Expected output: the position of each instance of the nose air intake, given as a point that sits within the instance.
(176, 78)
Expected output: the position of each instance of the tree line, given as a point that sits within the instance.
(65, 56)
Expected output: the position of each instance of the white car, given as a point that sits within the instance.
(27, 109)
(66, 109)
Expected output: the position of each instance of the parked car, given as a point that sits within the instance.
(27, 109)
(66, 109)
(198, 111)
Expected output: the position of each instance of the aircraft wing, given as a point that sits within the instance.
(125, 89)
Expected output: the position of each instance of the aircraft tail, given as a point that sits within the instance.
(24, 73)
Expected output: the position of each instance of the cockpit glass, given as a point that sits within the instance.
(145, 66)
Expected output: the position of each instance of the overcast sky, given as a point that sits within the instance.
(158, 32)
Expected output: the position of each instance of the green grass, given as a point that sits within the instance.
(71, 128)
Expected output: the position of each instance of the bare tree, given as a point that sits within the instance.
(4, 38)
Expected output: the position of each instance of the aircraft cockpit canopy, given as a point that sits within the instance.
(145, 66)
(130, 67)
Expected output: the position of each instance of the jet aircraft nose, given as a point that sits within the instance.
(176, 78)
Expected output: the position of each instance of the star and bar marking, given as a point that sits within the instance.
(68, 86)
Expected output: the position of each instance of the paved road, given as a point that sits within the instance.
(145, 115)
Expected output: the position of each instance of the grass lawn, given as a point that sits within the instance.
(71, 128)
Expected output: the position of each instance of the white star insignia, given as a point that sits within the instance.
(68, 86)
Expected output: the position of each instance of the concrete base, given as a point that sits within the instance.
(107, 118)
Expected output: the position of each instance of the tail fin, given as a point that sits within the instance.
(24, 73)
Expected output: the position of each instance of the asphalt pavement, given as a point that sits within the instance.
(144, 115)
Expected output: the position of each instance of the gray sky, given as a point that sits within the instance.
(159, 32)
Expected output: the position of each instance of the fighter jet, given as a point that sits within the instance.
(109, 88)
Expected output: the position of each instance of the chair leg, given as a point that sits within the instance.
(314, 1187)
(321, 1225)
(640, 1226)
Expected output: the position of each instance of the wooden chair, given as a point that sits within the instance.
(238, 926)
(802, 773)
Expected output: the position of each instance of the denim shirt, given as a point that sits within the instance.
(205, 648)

++++++++++++++++++++

* DIRECTION *
Starting at the line that has "Expected output: the position of each instance of the jet" and continuing through the last of the items, recast that span as a two-column CSV headed text and answer. Give one row per item, put each field in double quotes, and replace line breaks with spaces.

* RESULT OF THIS EXERCISE *
text,answer
"Expected output: the position of each instance of the jet aircraft nose, given as a point that sits within the instance.","(176, 78)"
"Expected output: the position of each instance of the star and bar marking, given as a point that sits within the instance.","(68, 86)"
"Expected output: the position of each instance of the paved road, given as a point that sits within the instance.","(145, 115)"
"Expected output: the position of each instance of the grass lawn, given as a point that sits within the instance.","(71, 128)"
"Expected output: the position of each instance of the white star insignia, given as a point that sits within the instance.","(68, 86)"
"Expected output: the position of each instance of the concrete base, given as a point that sits within the instance.","(107, 118)"
"Expected output: the position of each instance of the tail fin, given as a point that sits within the instance.","(24, 73)"
"Expected output: the position of each instance of the asphalt pavement, given as a point that sits within the instance.","(144, 115)"
"Expected output: the position of each instance of the gray sky, given as a point that sits within the instance.","(159, 32)"
"Expected output: the position of each instance of the fighter jet, given as a point that sits within the instance.","(109, 88)"
"Expected output: the position of each instance of the chair leg, given as a point that sits within the instance.","(314, 1187) (321, 1225) (640, 1226)"
"Expected output: the position of each instance of the wooden chair, given as a point that sits within the instance.","(238, 926) (802, 773)"
"Expected output: the position of each instance of the denim shirt, given as a point that sits within the instance.","(205, 648)"